● EXERCISE INSTRUCTIONS
Your answer must be an exact repeat of the lines from the one containing "One point marks each instance of the shoreline" through the last line of the records, both included, with no pictures.

● TASK DATA

════════════════════

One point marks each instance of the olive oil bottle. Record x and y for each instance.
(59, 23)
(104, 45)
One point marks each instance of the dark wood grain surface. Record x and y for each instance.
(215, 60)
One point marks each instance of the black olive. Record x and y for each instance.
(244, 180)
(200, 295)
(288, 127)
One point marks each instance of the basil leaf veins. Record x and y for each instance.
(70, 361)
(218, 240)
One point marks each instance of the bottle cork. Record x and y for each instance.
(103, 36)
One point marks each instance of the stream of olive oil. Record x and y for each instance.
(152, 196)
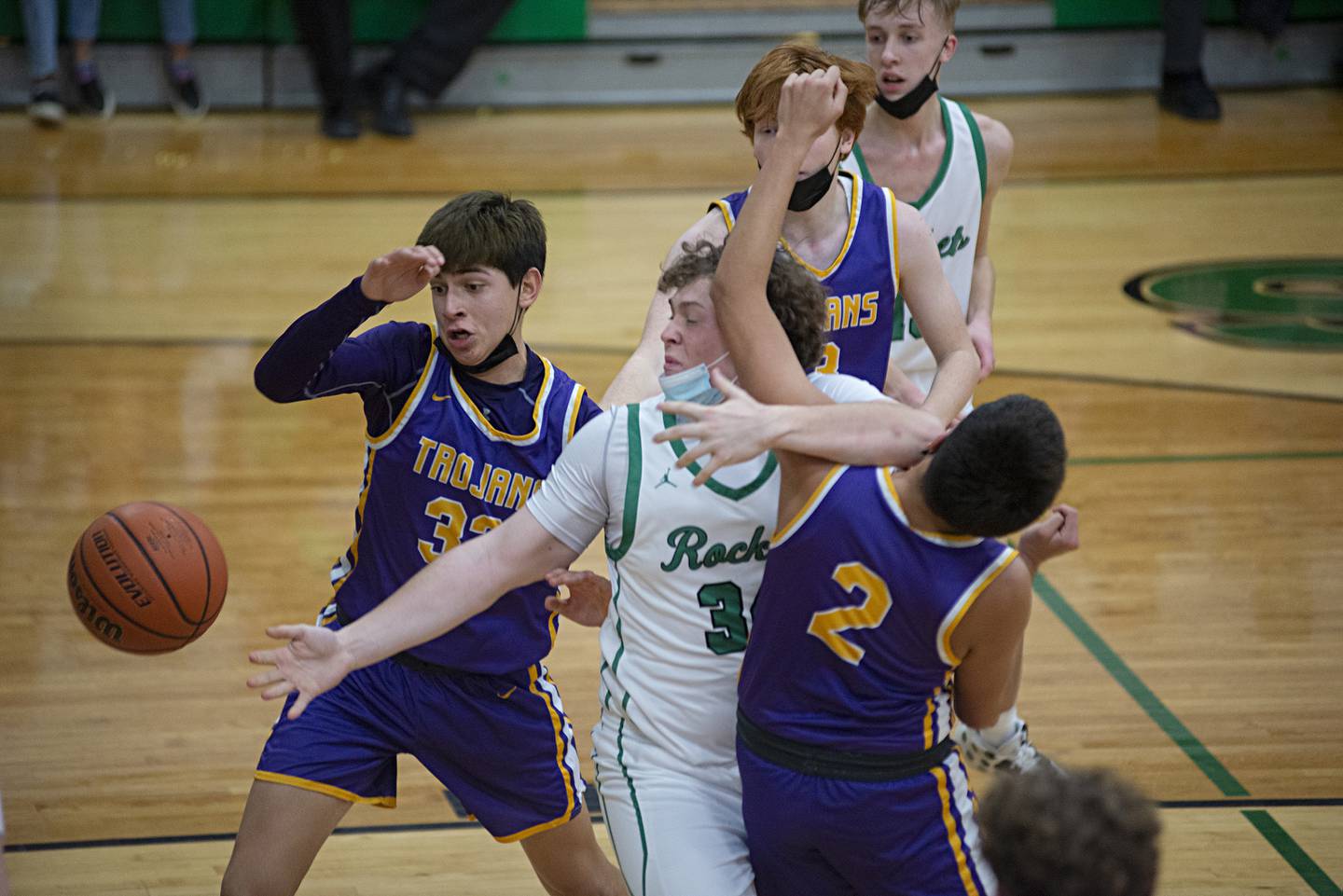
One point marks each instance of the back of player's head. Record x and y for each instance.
(1000, 469)
(943, 9)
(796, 297)
(757, 101)
(1081, 834)
(485, 228)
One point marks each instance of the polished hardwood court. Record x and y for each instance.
(1196, 641)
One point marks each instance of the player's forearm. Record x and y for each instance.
(958, 371)
(638, 379)
(434, 600)
(861, 433)
(299, 353)
(763, 357)
(982, 285)
(739, 285)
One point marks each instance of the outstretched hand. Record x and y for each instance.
(732, 432)
(400, 273)
(588, 600)
(1049, 538)
(811, 103)
(312, 663)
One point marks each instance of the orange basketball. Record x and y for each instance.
(146, 578)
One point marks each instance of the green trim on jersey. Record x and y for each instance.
(946, 158)
(634, 801)
(619, 634)
(863, 163)
(979, 153)
(717, 488)
(631, 484)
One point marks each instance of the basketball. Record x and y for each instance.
(146, 578)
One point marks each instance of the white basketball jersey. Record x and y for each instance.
(951, 206)
(684, 573)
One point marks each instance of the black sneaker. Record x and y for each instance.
(185, 94)
(45, 107)
(94, 100)
(384, 91)
(1189, 97)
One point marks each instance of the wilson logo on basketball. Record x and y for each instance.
(98, 624)
(118, 572)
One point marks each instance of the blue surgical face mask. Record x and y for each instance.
(692, 384)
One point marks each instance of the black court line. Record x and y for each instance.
(597, 820)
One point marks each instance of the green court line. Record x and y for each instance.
(1206, 459)
(1184, 737)
(1128, 680)
(1295, 856)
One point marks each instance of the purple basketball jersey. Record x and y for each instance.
(853, 621)
(443, 465)
(861, 283)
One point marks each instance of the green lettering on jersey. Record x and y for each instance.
(948, 246)
(688, 542)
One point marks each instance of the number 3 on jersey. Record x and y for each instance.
(827, 624)
(448, 531)
(728, 617)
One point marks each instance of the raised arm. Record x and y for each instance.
(864, 432)
(989, 642)
(638, 378)
(445, 594)
(937, 313)
(809, 105)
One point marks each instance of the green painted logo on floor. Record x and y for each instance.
(1282, 302)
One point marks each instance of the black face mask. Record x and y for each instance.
(913, 101)
(809, 191)
(505, 350)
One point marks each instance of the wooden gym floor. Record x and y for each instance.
(1196, 641)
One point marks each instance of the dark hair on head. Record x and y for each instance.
(796, 297)
(1000, 469)
(485, 228)
(1083, 834)
(946, 9)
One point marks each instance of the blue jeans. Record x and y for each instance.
(39, 21)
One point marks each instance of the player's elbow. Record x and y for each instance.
(269, 379)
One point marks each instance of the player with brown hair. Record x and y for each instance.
(1083, 834)
(857, 240)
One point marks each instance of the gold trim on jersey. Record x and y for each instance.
(571, 425)
(363, 504)
(952, 837)
(894, 238)
(532, 673)
(411, 403)
(854, 210)
(500, 435)
(809, 508)
(966, 600)
(316, 786)
(946, 539)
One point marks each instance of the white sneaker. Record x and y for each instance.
(1017, 753)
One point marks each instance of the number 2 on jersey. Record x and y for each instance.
(728, 617)
(827, 624)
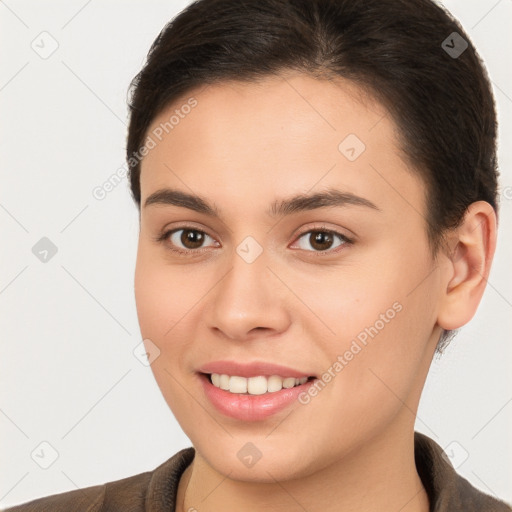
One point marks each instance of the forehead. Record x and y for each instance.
(288, 133)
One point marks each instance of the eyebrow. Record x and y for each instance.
(280, 208)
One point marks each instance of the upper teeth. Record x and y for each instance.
(254, 385)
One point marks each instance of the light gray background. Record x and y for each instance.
(68, 375)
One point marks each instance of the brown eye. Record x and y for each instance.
(321, 240)
(185, 239)
(191, 238)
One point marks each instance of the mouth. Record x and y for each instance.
(253, 398)
(258, 385)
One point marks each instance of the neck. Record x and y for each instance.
(380, 476)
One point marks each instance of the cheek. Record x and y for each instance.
(162, 295)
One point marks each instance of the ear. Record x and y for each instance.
(468, 264)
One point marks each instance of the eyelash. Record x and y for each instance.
(163, 238)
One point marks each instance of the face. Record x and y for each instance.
(343, 290)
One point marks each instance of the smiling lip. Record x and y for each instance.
(250, 407)
(255, 369)
(247, 407)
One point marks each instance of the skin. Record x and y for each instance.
(243, 146)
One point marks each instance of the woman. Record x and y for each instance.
(317, 183)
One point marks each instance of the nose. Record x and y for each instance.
(249, 300)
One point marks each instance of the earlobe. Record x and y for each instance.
(468, 265)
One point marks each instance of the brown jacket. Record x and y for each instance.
(155, 491)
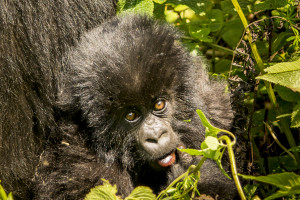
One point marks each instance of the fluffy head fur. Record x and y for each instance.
(129, 62)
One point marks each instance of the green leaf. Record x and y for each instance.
(216, 19)
(250, 190)
(270, 5)
(211, 142)
(232, 32)
(160, 1)
(198, 6)
(286, 74)
(201, 34)
(210, 129)
(3, 195)
(103, 192)
(280, 41)
(136, 6)
(192, 152)
(10, 196)
(287, 94)
(295, 123)
(141, 193)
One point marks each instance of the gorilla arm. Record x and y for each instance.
(70, 170)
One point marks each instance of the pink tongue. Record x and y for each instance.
(168, 160)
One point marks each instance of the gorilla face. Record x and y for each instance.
(134, 84)
(127, 88)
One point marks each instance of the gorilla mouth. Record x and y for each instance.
(167, 160)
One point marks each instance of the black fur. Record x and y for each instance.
(127, 62)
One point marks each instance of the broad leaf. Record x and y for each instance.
(210, 130)
(296, 116)
(286, 74)
(270, 5)
(103, 192)
(141, 193)
(136, 6)
(192, 152)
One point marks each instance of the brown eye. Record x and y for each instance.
(131, 116)
(159, 105)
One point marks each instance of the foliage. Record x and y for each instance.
(255, 45)
(185, 186)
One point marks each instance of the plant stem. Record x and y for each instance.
(284, 123)
(278, 142)
(233, 166)
(2, 193)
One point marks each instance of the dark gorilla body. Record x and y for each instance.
(125, 90)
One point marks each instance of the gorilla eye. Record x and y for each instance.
(131, 116)
(159, 105)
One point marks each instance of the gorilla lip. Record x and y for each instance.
(167, 160)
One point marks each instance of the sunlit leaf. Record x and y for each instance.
(104, 192)
(296, 116)
(141, 193)
(286, 74)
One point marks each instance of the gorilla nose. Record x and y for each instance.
(157, 140)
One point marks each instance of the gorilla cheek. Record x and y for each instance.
(158, 140)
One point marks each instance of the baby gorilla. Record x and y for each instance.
(133, 85)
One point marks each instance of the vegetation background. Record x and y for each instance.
(254, 44)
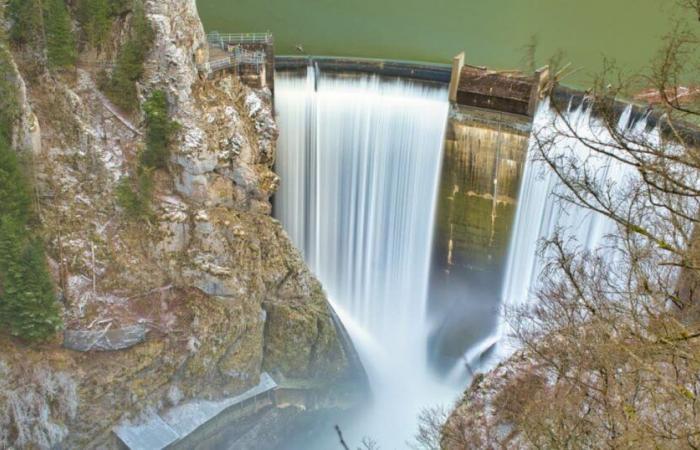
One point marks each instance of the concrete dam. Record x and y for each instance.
(412, 193)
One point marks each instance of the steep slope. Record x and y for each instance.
(211, 276)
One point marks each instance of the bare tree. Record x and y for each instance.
(613, 340)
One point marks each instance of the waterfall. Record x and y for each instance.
(359, 159)
(541, 213)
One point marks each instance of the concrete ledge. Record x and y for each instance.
(104, 340)
(437, 73)
(176, 425)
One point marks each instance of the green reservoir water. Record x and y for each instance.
(492, 32)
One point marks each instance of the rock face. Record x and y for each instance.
(479, 420)
(213, 278)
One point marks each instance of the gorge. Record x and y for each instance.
(204, 245)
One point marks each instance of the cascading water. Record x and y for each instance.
(360, 159)
(541, 214)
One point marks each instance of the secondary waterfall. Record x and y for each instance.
(359, 159)
(541, 213)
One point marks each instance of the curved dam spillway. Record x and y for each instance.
(360, 158)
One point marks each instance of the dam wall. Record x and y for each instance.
(483, 160)
(483, 155)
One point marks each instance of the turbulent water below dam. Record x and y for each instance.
(360, 158)
(361, 161)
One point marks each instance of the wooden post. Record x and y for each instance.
(538, 87)
(457, 64)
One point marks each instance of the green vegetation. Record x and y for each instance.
(134, 193)
(60, 41)
(121, 87)
(94, 18)
(160, 132)
(36, 24)
(27, 22)
(28, 307)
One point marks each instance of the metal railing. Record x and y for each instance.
(243, 56)
(221, 39)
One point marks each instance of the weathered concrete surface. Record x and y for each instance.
(106, 339)
(484, 157)
(159, 431)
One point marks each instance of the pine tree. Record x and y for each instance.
(94, 19)
(121, 88)
(160, 131)
(26, 17)
(60, 42)
(28, 307)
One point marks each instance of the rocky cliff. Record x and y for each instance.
(211, 277)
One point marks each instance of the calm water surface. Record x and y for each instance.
(493, 32)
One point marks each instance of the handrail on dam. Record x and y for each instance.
(437, 73)
(216, 38)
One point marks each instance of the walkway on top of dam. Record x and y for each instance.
(251, 56)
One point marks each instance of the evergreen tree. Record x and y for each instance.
(121, 88)
(160, 131)
(28, 306)
(60, 42)
(15, 200)
(94, 19)
(26, 17)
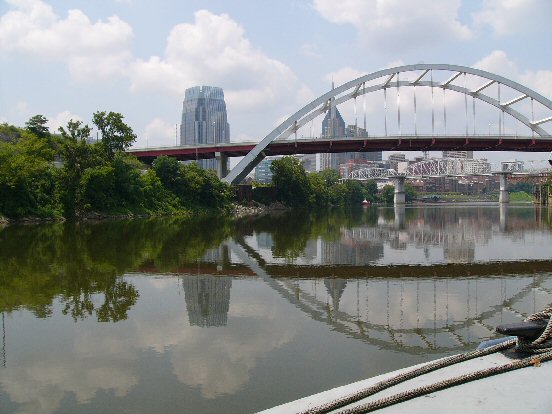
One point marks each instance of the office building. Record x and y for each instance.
(204, 119)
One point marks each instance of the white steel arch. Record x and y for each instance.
(357, 87)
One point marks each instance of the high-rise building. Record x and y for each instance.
(395, 159)
(458, 154)
(263, 174)
(204, 119)
(333, 126)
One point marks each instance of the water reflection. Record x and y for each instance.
(207, 299)
(165, 315)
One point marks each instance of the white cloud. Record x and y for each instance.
(498, 62)
(393, 25)
(157, 133)
(215, 51)
(91, 50)
(61, 119)
(508, 17)
(344, 75)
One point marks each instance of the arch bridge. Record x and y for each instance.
(527, 108)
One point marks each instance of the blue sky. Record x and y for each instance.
(68, 59)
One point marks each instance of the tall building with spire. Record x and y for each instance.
(333, 126)
(204, 119)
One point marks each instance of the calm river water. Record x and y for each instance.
(212, 316)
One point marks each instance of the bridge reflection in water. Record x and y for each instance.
(450, 302)
(451, 305)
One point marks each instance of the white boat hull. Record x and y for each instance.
(525, 390)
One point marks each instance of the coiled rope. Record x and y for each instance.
(542, 346)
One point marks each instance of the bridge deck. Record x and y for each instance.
(356, 144)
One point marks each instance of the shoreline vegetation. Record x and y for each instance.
(69, 176)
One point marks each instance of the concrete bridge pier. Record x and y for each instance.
(400, 220)
(399, 198)
(222, 164)
(504, 196)
(503, 223)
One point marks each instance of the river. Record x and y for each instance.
(235, 316)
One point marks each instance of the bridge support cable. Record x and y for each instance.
(364, 106)
(474, 122)
(385, 110)
(445, 109)
(466, 105)
(432, 107)
(532, 118)
(415, 114)
(398, 105)
(500, 124)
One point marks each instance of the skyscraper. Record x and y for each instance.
(204, 119)
(333, 126)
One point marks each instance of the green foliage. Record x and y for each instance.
(410, 193)
(27, 178)
(116, 135)
(521, 197)
(37, 126)
(296, 188)
(194, 186)
(291, 182)
(521, 186)
(96, 177)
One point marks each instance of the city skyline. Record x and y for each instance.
(67, 60)
(204, 119)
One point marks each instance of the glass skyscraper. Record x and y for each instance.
(204, 119)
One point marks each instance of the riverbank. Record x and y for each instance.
(237, 211)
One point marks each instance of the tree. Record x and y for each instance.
(27, 177)
(116, 135)
(37, 125)
(410, 193)
(387, 194)
(370, 190)
(290, 179)
(77, 155)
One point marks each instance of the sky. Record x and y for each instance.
(68, 59)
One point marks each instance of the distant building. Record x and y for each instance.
(356, 131)
(394, 160)
(333, 126)
(204, 119)
(513, 166)
(458, 154)
(262, 170)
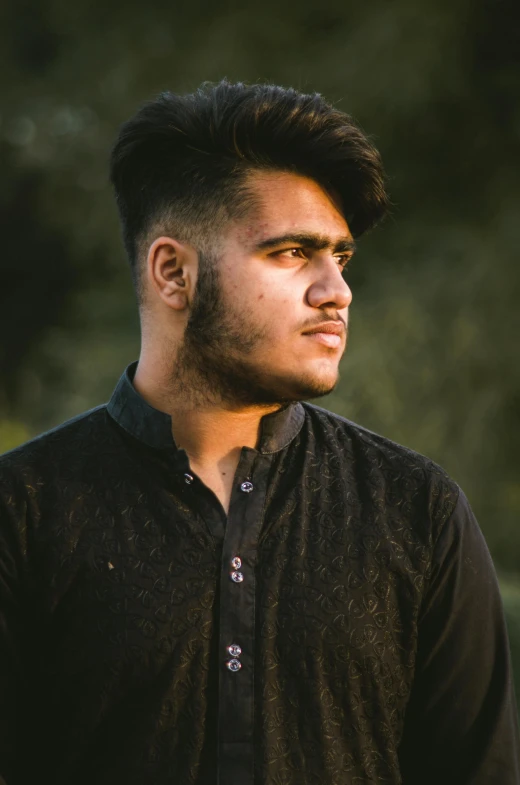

════════════════════

● ANSWER BOX
One point marks each instance of the shoreline vegetation. Record x and y for each instance.
(69, 176)
One point marks each instance of the concrete bridge pier. Record x and y for each instance.
(400, 220)
(399, 198)
(222, 164)
(504, 196)
(503, 223)
One point marks each instance of the river. Record x and y for each instance.
(235, 316)
One point marks each instance of the bridge support cable. Record x and y for each instance.
(364, 106)
(474, 122)
(385, 110)
(445, 109)
(466, 105)
(432, 107)
(532, 118)
(415, 114)
(398, 105)
(500, 124)
One point marks each instance of the skyscraper. Record x and y for each instance.
(204, 119)
(333, 126)
One point marks each instance of the green foliage. Record x and y for each instance.
(410, 193)
(27, 178)
(116, 135)
(521, 197)
(37, 126)
(296, 188)
(194, 186)
(291, 182)
(521, 186)
(96, 177)
One point marks each instance of the city skyline. Record x and y for each instance.
(67, 60)
(204, 119)
One point marks each instance of the glass skyscraper. Record x and y for each instance.
(204, 119)
One point marks each instance of the riverbank. Record x and y for each instance.
(237, 211)
One point marks each instance of the tree. Record x and y for each instance.
(27, 177)
(116, 135)
(37, 125)
(410, 193)
(387, 194)
(370, 190)
(290, 179)
(77, 155)
One point marks each instance of the sky. Record x and y for each instance.
(68, 59)
One point marks each instance of the distant building. Record x and y for each instance.
(356, 131)
(394, 160)
(333, 126)
(204, 119)
(513, 166)
(458, 154)
(262, 170)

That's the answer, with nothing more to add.